Natural language region descriptions

-- Opening Marker --

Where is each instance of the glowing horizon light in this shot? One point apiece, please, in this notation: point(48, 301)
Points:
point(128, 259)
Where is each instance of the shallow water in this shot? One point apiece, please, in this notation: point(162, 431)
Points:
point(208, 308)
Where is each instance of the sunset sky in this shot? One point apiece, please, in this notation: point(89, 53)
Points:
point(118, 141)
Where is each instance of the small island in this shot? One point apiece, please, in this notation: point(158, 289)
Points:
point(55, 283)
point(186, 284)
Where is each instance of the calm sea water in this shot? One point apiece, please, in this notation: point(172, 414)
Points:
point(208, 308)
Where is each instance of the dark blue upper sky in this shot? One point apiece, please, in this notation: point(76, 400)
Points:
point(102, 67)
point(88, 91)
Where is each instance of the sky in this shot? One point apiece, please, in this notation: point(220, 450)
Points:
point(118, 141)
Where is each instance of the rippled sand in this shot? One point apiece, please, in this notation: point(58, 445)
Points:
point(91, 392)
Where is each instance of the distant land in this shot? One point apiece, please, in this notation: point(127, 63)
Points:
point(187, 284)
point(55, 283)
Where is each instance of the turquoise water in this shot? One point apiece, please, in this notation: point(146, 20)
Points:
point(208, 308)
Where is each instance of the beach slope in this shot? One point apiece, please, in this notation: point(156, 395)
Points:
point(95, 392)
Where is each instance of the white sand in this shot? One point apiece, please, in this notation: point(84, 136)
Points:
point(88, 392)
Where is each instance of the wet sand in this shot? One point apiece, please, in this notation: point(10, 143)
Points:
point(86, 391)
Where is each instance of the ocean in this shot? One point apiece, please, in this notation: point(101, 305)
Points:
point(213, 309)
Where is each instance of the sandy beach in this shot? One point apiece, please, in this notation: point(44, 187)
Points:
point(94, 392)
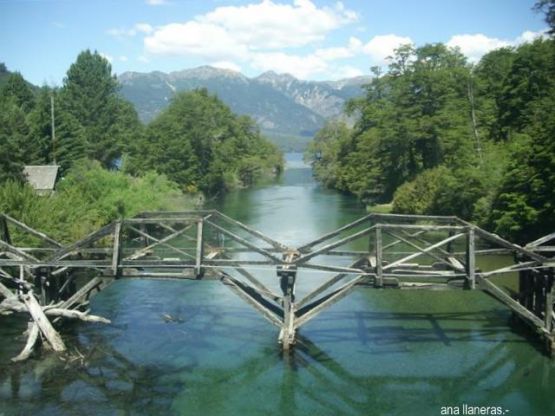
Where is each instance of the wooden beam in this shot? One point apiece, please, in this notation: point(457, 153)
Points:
point(310, 311)
point(423, 251)
point(92, 237)
point(304, 258)
point(43, 323)
point(177, 250)
point(334, 233)
point(503, 297)
point(245, 242)
point(32, 231)
point(331, 282)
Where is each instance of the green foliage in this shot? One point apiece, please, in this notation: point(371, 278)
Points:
point(108, 123)
point(200, 144)
point(88, 198)
point(441, 137)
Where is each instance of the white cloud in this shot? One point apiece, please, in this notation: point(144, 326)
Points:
point(477, 45)
point(297, 65)
point(252, 27)
point(109, 58)
point(135, 30)
point(352, 49)
point(226, 65)
point(382, 46)
point(195, 38)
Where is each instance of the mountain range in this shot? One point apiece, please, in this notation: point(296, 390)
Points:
point(287, 109)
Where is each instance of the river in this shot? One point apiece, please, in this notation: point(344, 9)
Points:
point(376, 352)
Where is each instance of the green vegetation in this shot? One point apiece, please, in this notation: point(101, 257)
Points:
point(196, 144)
point(199, 143)
point(436, 135)
point(89, 197)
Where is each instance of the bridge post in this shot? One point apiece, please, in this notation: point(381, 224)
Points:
point(379, 257)
point(288, 276)
point(470, 259)
point(199, 270)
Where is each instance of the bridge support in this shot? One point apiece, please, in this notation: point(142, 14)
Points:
point(287, 278)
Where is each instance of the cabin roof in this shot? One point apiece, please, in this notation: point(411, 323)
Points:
point(41, 177)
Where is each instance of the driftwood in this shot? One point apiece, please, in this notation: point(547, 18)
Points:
point(40, 324)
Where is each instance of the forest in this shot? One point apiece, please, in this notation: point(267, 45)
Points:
point(438, 135)
point(111, 165)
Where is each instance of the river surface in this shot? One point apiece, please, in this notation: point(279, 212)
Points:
point(376, 352)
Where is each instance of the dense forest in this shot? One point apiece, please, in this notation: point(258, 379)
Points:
point(437, 135)
point(110, 163)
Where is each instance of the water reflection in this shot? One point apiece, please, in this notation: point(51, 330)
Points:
point(377, 352)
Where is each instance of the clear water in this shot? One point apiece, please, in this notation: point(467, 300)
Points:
point(373, 353)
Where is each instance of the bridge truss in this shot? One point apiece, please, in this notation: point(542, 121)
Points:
point(383, 251)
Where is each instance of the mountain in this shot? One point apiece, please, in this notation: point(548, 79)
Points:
point(285, 108)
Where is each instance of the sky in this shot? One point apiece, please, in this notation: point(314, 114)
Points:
point(310, 39)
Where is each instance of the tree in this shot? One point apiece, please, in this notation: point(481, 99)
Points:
point(17, 89)
point(89, 94)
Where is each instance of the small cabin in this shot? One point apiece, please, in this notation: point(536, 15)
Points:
point(42, 177)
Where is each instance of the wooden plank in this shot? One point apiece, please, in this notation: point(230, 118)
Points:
point(116, 249)
point(32, 231)
point(43, 323)
point(471, 259)
point(502, 242)
point(199, 250)
point(236, 287)
point(304, 258)
point(424, 251)
point(92, 237)
point(510, 302)
point(329, 283)
point(313, 311)
point(379, 257)
point(177, 250)
point(245, 242)
point(14, 250)
point(258, 234)
point(334, 233)
point(4, 230)
point(143, 251)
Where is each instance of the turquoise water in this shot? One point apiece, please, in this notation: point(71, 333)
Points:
point(373, 353)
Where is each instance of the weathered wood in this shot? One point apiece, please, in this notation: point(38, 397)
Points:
point(31, 231)
point(470, 259)
point(312, 310)
point(199, 271)
point(238, 288)
point(251, 231)
point(33, 330)
point(334, 233)
point(244, 242)
point(116, 255)
point(424, 251)
point(510, 302)
point(144, 251)
point(177, 250)
point(92, 237)
point(304, 258)
point(46, 328)
point(379, 257)
point(4, 230)
point(331, 282)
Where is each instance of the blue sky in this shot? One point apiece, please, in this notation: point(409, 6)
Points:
point(311, 39)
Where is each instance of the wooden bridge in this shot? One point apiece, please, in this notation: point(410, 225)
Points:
point(52, 281)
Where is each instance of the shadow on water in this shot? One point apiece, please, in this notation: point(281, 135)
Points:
point(216, 356)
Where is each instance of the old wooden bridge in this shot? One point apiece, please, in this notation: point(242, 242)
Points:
point(51, 281)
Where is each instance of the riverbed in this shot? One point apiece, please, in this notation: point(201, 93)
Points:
point(376, 352)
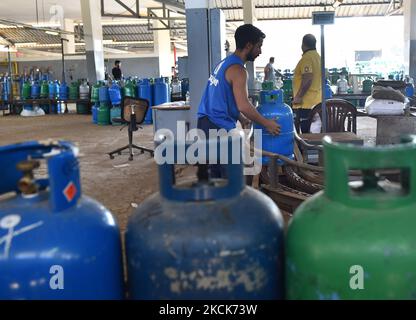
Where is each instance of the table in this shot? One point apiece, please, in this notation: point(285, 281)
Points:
point(341, 137)
point(357, 99)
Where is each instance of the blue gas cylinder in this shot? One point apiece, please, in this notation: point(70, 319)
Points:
point(273, 107)
point(185, 87)
point(103, 95)
point(63, 92)
point(6, 89)
point(144, 91)
point(94, 111)
point(55, 243)
point(52, 90)
point(161, 92)
point(35, 90)
point(115, 94)
point(210, 240)
point(410, 90)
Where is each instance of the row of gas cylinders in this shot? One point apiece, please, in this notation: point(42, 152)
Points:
point(55, 90)
point(109, 98)
point(209, 240)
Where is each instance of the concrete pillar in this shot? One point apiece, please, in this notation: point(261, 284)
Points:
point(163, 49)
point(410, 37)
point(249, 15)
point(93, 33)
point(69, 46)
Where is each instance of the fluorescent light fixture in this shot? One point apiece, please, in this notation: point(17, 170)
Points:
point(46, 25)
point(5, 49)
point(53, 33)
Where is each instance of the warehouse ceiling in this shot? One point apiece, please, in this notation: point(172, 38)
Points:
point(134, 34)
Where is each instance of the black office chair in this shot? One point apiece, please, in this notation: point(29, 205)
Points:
point(133, 113)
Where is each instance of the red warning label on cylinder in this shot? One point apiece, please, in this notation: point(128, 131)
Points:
point(70, 191)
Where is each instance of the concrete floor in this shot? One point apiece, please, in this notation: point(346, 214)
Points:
point(118, 184)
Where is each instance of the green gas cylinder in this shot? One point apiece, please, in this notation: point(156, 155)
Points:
point(357, 240)
point(129, 89)
point(44, 89)
point(26, 90)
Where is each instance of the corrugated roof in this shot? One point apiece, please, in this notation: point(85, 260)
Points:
point(302, 9)
point(265, 10)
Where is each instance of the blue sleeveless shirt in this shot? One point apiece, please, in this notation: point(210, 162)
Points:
point(218, 102)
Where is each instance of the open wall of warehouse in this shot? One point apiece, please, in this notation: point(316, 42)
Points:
point(77, 69)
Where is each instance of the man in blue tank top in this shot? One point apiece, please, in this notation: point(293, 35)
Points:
point(225, 100)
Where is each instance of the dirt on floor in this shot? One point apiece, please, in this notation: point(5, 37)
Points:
point(118, 184)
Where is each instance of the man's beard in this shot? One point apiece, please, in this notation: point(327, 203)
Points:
point(250, 57)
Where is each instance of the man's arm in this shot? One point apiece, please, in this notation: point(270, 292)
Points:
point(266, 72)
point(304, 87)
point(237, 77)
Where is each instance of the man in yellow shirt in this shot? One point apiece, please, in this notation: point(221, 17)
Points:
point(307, 83)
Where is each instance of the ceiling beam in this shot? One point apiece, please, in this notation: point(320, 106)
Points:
point(315, 5)
point(180, 7)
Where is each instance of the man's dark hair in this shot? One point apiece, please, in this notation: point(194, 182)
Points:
point(247, 33)
point(309, 41)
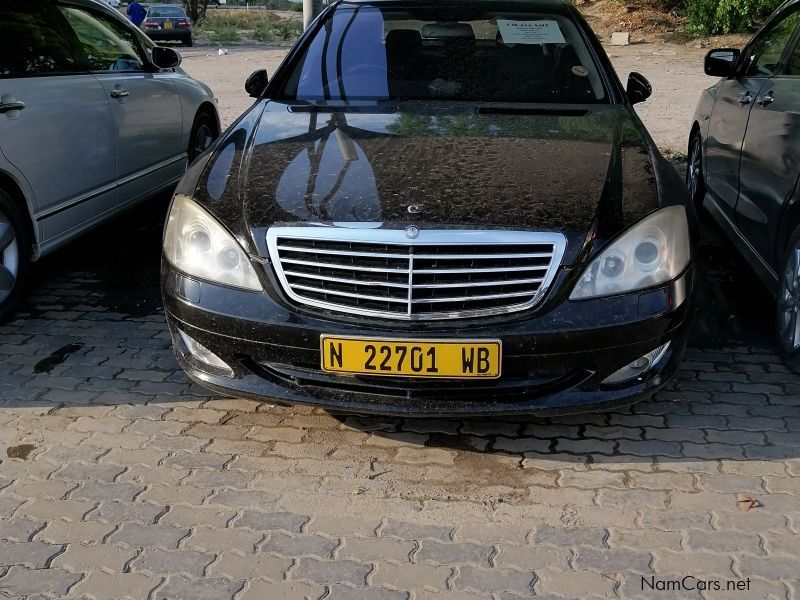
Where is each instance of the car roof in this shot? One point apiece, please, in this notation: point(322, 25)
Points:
point(551, 6)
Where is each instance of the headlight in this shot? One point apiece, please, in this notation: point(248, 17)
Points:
point(653, 251)
point(198, 245)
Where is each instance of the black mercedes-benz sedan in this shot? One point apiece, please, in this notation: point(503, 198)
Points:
point(434, 209)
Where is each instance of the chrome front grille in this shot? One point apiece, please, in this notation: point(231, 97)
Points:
point(441, 274)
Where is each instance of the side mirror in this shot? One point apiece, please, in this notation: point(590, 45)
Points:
point(165, 58)
point(255, 84)
point(721, 62)
point(638, 89)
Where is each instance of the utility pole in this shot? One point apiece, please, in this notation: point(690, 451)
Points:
point(311, 8)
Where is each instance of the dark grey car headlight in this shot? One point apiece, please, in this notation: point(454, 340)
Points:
point(653, 251)
point(197, 244)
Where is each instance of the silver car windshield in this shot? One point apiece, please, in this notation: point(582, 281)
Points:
point(369, 53)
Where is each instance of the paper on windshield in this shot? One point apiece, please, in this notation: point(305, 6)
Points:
point(530, 32)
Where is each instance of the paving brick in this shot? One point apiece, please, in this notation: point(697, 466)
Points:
point(236, 566)
point(208, 479)
point(691, 563)
point(167, 494)
point(267, 521)
point(21, 582)
point(242, 498)
point(77, 471)
point(136, 535)
point(644, 540)
point(345, 525)
point(374, 550)
point(294, 545)
point(569, 537)
point(30, 554)
point(328, 572)
point(264, 590)
point(169, 562)
point(405, 576)
point(573, 584)
point(206, 588)
point(609, 561)
point(97, 491)
point(420, 456)
point(768, 567)
point(59, 531)
point(190, 516)
point(37, 488)
point(454, 553)
point(343, 592)
point(83, 558)
point(101, 585)
point(45, 510)
point(591, 479)
point(143, 513)
point(18, 530)
point(215, 540)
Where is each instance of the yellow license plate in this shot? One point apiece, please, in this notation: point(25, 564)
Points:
point(451, 359)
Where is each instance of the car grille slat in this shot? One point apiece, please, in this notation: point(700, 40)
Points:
point(441, 274)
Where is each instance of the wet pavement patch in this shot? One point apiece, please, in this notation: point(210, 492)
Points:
point(56, 358)
point(21, 451)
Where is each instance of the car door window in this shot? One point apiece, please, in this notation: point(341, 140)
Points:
point(30, 42)
point(793, 64)
point(764, 55)
point(108, 44)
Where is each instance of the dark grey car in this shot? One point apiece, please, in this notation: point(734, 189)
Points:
point(744, 160)
point(93, 118)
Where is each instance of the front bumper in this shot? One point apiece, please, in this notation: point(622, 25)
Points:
point(554, 361)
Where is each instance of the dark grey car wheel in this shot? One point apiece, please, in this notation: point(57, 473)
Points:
point(203, 135)
point(14, 256)
point(787, 306)
point(695, 180)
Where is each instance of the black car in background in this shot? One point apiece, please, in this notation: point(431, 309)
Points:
point(744, 160)
point(164, 22)
point(433, 209)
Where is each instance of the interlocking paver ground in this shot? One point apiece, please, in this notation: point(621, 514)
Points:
point(136, 482)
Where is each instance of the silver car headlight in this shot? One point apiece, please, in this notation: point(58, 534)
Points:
point(195, 243)
point(651, 252)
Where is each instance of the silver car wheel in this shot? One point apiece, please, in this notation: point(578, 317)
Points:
point(9, 256)
point(789, 303)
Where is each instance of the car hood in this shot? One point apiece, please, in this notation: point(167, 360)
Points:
point(587, 173)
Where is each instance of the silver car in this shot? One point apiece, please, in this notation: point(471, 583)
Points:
point(93, 118)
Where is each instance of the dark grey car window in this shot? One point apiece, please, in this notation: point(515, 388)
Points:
point(108, 44)
point(764, 56)
point(370, 53)
point(30, 42)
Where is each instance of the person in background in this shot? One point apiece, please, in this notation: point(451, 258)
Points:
point(136, 13)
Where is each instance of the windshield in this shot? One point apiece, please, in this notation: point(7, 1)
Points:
point(166, 11)
point(370, 53)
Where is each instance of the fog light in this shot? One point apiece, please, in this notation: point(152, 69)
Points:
point(204, 355)
point(639, 366)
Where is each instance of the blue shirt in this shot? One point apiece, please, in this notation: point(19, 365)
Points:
point(136, 12)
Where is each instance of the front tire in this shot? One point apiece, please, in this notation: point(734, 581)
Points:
point(14, 255)
point(695, 180)
point(204, 132)
point(787, 305)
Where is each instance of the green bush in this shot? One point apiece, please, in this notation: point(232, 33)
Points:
point(726, 16)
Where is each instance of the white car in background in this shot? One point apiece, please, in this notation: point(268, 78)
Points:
point(94, 117)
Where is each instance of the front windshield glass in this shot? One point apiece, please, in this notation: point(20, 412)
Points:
point(370, 53)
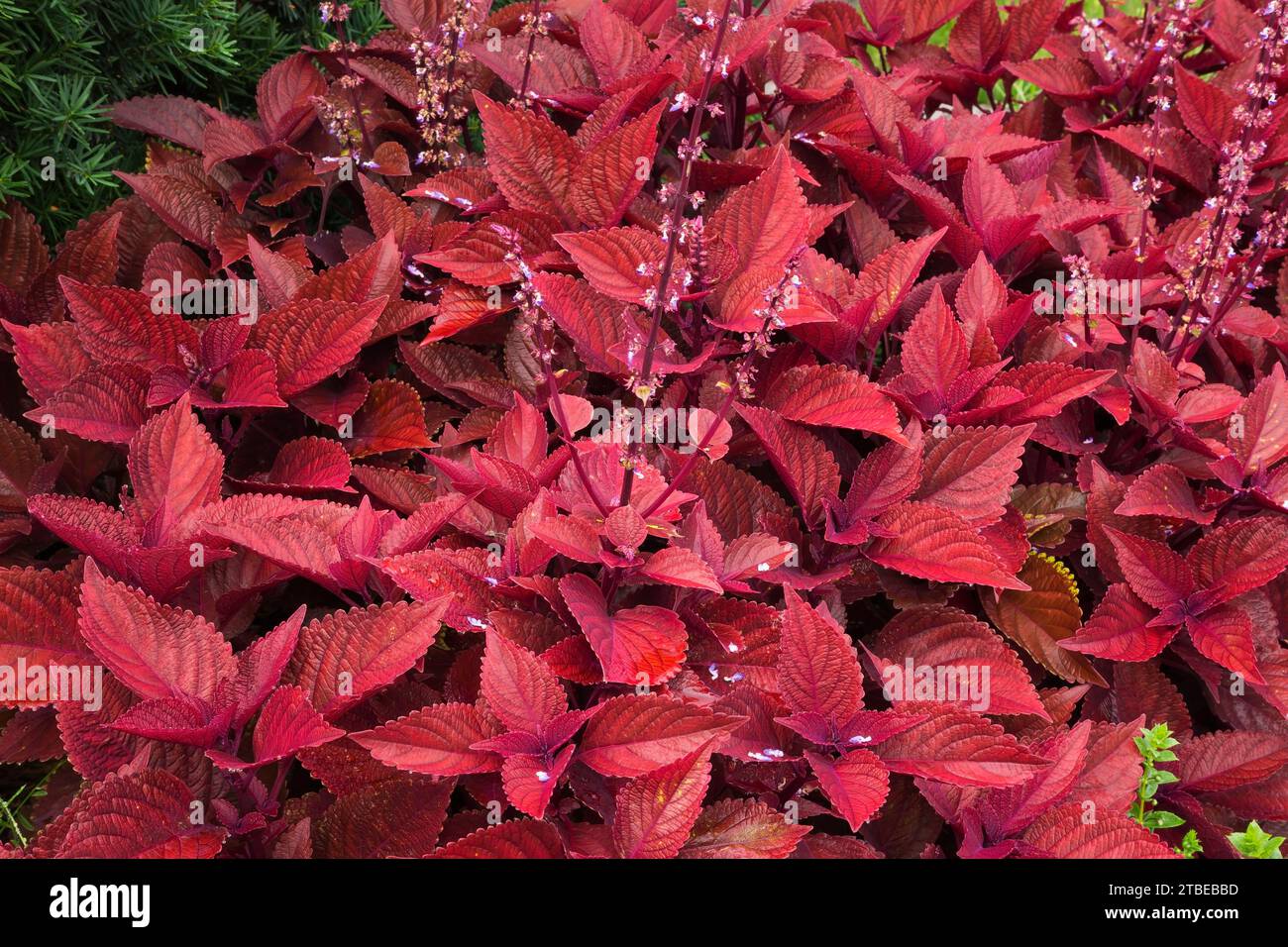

-- Closing Marker --

● **Assigned task**: Read through the entries, then copy every line where the string "ceiling" is found.

● **Task solution**:
Where is each instance of the warehouse ceiling in this shot? One point apiece, please, in this notation: point(172, 38)
Where is each instance of the ceiling beam in this shot? One point apiece, please, in this notation: point(320, 106)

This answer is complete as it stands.